> _About this exercise_: Reproduce each line from the records that holds "white".

= = = = = = =

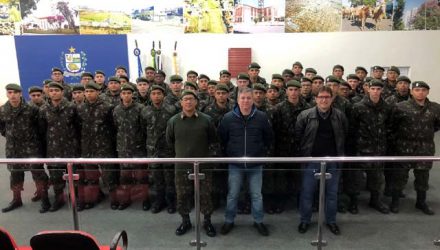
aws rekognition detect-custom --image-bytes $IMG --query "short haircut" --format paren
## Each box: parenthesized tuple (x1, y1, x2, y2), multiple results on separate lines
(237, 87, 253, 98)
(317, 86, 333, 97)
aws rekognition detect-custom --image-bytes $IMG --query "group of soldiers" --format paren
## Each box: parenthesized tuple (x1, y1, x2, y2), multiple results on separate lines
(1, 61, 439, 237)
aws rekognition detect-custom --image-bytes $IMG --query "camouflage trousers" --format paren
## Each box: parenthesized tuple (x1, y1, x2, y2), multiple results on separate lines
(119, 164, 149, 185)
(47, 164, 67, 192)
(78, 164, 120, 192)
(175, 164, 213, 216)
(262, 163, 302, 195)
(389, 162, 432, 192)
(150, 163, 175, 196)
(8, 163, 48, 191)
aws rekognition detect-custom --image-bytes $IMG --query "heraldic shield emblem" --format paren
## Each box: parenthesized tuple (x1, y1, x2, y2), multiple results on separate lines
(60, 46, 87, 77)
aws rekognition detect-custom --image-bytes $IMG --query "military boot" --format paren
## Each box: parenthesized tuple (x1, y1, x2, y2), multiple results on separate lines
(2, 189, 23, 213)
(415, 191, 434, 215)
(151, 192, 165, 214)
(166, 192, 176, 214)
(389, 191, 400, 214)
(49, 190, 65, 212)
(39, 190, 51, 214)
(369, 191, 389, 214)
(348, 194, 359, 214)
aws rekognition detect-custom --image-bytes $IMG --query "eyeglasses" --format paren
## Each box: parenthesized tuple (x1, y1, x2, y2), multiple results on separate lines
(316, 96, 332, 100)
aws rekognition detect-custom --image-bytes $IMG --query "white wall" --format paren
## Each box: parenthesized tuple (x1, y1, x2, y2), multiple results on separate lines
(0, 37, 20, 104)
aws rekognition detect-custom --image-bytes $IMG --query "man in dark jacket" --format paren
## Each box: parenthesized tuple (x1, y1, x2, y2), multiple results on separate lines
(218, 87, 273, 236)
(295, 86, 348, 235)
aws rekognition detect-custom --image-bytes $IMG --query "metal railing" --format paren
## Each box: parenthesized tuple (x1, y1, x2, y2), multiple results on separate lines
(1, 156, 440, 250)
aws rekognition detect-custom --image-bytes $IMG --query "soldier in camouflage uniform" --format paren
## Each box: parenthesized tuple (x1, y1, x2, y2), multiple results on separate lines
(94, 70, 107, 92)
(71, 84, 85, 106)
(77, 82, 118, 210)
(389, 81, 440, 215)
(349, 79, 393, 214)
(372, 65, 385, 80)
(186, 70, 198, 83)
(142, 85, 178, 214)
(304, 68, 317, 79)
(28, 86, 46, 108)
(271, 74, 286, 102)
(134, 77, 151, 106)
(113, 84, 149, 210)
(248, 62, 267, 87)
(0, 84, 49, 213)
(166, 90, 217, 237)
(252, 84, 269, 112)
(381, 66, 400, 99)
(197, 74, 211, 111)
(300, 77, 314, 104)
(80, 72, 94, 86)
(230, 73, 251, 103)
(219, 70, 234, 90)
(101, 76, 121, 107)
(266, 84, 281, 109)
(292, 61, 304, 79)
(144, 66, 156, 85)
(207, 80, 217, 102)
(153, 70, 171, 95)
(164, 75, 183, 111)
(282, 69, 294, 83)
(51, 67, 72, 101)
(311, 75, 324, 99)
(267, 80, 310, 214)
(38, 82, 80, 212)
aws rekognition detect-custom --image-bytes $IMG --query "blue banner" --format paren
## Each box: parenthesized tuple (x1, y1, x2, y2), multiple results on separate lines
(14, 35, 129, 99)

= = = = = = =

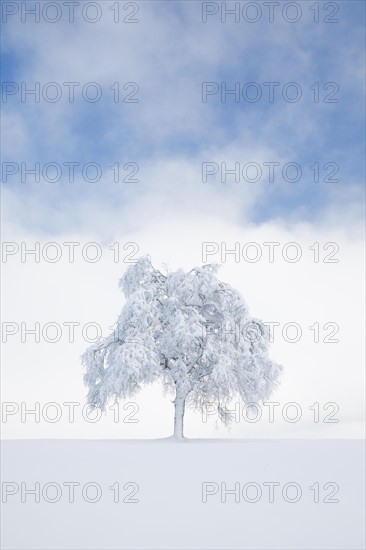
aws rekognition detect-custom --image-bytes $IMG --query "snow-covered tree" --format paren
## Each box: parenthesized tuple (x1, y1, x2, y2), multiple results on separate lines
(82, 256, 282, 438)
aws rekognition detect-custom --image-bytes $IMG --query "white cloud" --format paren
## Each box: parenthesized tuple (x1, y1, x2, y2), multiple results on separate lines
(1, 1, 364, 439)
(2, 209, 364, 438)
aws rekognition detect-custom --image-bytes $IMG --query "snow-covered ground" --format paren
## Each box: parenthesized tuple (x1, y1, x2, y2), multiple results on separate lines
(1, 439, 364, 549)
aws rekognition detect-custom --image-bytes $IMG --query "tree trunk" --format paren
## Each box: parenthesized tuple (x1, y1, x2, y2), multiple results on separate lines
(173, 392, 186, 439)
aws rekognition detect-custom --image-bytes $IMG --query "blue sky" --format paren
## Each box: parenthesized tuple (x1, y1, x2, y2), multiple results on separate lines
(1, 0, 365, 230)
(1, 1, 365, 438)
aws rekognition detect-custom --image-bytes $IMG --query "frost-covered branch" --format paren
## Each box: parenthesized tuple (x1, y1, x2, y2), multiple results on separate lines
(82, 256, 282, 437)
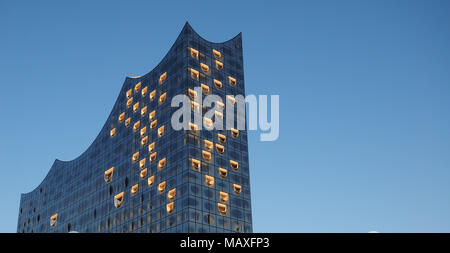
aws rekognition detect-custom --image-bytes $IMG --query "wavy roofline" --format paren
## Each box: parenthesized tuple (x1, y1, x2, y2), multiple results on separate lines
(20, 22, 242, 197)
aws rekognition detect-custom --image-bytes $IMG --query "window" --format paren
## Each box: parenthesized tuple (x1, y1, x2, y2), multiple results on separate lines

= = = = = = =

> _Answer area_:
aws rekognition detect-custom --image-bytes $IMG --query "white wall" --format paren
aws rekognition detect-custom --image-bytes $IMG --query "white cloud" --format paren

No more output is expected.